- [Extract]
Whereas a vast number of countries that are not members of the OECD and the G20 (“inclusive group”) has pledged to follow a “minimum BEPS standard”, in prospect it will have a global coverage. In practice, this means that as 15 BEPS Actions are implemented, most of the traditional schemes previously used by foreign taxpayers for international tax optimisation become illegal. Growing information transparency also dramatically increases the ability of tax authorities to expose illegal schemes.

In addition to the BEPS Plan the OECD introduced the requirement of Automatic Exchange of Financial Account Information in Tax Matters (Common Reporting Standard, CRS as a tool).

Unlike the transfer of information on request, in this case the competent authorities provide for the transfer of data not on individuals, but of information arrays on non- residents served by the financial institutions of a participating country. Meanwhile, the amount of information to be exchanged is strictly defined by the CRS and will not be total. Although in practice it is already proved to be an effective tool.

To provide the international legal framework for the automatic exchange of CRS information (AEOI), in October 2014, the Multilateral Competent Agreement (MCAA) was  signed  by a total of 61 jurisdictions. It sets a standard  and an efficient  mechanism  to  facilitate  the  AEOI  and  avoids  the  need  for  several authority bilateral agreements to be concluded.

To the present, the OECD has significantly experienced in the BEPS Plan implementation.

A number of certain cases dealt with the Chinese tax authorities are presented below.

In August 2018, the Wujing district tax office of Jiangsu province State Tax Bureau denied dividend withholding tax (WHT) relief to a Hong Kong (HK) company. The latter was established by an American company as a holding company for a Chinese firm in Changzhou (Jiangsu). This company, in turn, owned the assets of another Chinese company and received dividends from it. Having noted that the HK company operated out of a 100 square metre warehouse in HK New Territories, while having insignificant salary costs as well as huge dividends from a Chinese company, the provincial tax authorities have established an exchange of information with the HK tax authorities. Given the HK company's lack of any economic activity and its being used by a Changzhou firm only for tax optimisation  purposes,  the  latter  was  forced  to  pay  income   tax   in   full (RMB 1.5 million or $215,000).

- [Directive a] Please translate this sentence from the passage on tax transparency into Spanish: "Growing information transparency also dramatically increases the ability of tax authorities to expose illegal schemes."

- [Exercise material]
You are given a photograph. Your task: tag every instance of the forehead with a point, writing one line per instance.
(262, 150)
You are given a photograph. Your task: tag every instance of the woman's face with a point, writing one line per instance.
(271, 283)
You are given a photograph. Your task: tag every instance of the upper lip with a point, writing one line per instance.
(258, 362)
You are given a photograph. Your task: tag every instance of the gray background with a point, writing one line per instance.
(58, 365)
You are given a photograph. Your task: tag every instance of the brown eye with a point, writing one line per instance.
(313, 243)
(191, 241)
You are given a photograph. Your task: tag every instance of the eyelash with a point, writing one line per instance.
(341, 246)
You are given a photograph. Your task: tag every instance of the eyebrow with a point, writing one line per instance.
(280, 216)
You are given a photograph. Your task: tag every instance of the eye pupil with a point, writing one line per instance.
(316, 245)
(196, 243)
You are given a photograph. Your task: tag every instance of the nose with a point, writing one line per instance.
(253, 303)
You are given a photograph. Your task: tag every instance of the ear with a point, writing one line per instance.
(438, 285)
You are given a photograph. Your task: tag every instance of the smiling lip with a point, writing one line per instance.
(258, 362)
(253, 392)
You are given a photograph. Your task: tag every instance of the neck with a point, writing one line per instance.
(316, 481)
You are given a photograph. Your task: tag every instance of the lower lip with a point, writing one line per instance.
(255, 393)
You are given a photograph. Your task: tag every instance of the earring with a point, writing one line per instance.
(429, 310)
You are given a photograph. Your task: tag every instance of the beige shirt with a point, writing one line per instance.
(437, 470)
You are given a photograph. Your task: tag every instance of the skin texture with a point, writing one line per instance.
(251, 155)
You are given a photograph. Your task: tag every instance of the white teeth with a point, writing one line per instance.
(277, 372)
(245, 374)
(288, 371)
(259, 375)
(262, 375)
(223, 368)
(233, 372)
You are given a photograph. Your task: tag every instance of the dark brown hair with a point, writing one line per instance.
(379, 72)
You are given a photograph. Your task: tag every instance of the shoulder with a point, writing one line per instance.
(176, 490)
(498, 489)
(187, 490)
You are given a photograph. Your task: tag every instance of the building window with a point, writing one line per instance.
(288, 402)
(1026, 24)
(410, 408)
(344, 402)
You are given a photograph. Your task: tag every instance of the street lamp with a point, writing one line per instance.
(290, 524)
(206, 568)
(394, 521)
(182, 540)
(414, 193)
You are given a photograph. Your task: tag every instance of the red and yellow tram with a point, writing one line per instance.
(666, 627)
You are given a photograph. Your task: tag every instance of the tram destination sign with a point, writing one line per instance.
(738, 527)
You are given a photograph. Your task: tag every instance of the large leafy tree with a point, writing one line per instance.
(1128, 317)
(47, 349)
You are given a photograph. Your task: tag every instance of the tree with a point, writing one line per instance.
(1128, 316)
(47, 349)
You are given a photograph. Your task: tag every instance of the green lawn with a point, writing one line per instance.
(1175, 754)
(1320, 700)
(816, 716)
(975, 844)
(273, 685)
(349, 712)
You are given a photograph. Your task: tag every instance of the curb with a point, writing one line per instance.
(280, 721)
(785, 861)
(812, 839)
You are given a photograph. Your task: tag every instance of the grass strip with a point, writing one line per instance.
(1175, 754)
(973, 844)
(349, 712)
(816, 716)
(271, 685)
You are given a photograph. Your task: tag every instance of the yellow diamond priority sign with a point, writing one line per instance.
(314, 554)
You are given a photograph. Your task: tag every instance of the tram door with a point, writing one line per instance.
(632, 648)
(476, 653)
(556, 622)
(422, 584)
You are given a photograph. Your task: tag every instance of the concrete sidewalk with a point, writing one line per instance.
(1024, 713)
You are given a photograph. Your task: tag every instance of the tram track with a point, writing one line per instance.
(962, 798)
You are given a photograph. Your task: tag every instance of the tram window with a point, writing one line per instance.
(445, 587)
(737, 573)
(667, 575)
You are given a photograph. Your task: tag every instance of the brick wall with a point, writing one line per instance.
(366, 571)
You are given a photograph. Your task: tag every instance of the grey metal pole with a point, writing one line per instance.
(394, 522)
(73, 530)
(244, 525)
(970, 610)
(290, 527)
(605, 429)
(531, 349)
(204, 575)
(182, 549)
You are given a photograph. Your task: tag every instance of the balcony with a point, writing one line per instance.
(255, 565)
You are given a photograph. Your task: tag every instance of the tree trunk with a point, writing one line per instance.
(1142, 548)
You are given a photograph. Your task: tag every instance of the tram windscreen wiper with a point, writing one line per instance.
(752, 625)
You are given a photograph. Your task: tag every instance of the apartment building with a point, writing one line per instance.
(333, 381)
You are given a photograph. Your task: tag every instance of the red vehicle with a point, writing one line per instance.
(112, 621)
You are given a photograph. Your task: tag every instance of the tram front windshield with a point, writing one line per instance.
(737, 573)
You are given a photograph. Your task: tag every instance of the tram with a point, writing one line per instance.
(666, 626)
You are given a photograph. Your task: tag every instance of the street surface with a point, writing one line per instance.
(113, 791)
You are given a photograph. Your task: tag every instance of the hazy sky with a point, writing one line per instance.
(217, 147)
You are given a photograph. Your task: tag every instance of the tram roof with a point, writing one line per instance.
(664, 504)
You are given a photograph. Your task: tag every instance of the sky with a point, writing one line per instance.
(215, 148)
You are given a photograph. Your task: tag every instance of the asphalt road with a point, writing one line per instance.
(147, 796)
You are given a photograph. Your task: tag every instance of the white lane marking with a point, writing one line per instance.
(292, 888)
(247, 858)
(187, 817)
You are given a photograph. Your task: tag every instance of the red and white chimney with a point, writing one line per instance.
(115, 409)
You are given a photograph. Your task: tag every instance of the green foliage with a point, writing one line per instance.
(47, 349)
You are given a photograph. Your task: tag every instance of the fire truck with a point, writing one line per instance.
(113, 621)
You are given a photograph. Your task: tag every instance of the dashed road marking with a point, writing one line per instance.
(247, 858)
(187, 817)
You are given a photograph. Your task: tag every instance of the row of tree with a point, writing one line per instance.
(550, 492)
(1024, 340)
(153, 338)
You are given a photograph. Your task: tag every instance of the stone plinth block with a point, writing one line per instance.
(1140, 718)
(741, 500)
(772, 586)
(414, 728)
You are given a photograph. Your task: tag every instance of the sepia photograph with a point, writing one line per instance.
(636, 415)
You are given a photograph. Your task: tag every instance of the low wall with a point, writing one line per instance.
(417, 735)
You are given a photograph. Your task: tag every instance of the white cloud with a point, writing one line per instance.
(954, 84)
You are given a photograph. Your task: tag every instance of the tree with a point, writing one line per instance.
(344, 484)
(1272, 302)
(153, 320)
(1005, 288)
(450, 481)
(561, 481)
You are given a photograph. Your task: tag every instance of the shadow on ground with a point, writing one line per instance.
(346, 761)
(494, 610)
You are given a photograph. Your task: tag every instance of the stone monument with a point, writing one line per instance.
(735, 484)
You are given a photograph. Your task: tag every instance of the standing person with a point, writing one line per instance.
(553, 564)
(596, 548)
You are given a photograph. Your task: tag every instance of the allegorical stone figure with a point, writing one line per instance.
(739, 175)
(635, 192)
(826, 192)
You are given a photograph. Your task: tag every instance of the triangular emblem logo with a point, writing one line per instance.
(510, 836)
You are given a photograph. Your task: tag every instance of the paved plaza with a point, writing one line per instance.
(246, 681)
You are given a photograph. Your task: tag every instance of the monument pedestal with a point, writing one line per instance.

- [Directive b] Pick out each line of the records that contains the word "sign". Case counts.

- [Task result a] La creciente transparencia de la información también aumenta drásticamente la capacidad de las autoridades fiscales para descubrir esquemas ilegales.

- [Task result b]
You are given a photograph. Your task: tag every instance of the tram destination sign with a point, writing one line per instance.
You are given a photograph. Your task: tag every instance of the yellow diamond priority sign with a point, writing one line per instance.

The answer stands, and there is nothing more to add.